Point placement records
-- Begin --
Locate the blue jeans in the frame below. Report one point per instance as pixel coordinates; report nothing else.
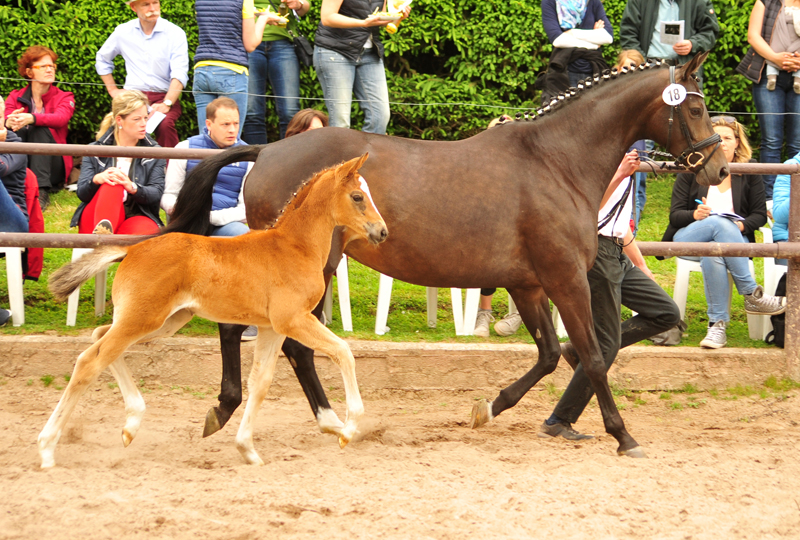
(777, 127)
(234, 228)
(11, 217)
(715, 269)
(211, 82)
(341, 77)
(276, 62)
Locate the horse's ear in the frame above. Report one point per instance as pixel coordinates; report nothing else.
(349, 167)
(691, 66)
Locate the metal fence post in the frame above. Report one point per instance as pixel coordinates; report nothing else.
(793, 288)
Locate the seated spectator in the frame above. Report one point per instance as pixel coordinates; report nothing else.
(227, 211)
(228, 31)
(40, 113)
(121, 195)
(156, 57)
(13, 211)
(780, 208)
(695, 216)
(306, 120)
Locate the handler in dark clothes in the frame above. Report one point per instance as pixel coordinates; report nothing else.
(619, 276)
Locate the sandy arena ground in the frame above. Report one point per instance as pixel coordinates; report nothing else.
(726, 469)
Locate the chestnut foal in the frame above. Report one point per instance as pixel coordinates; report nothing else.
(271, 278)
-- End --
• **EXERCISE AIM**
Print every line of the items above again, word for word, but leave the picture out.

• **FINISHED TASK**
Locate the blue jeans in the frame below. Report one point per instance as pixel coordinates; report nothing else.
(777, 127)
(234, 228)
(11, 217)
(715, 269)
(211, 82)
(341, 77)
(276, 62)
Locate the horse's ear in the frame above. Report one point per instance as pixel coordinates; report nothing else.
(349, 167)
(691, 66)
Locate the metal fence post in the frame above. Report one point per instance as pixel coordinates; report nothing else.
(793, 288)
Locate the seated spectator in the frame above. Report one point per instance as pixel coordinates; report nothing else.
(227, 211)
(228, 31)
(40, 113)
(121, 195)
(156, 57)
(13, 211)
(780, 208)
(695, 216)
(306, 120)
Locate the handler in dark clothes in the frame above. Report one point per instance as pixel coordinates; report nothing else.
(619, 276)
Locate the sandy arena ground in the frame above. Report one point per instance as pixel coordinates; report nothing else.
(726, 469)
Locate the chestnut foal in the frame above. Report one point per instance as pixel coordinates; report nothing else.
(271, 278)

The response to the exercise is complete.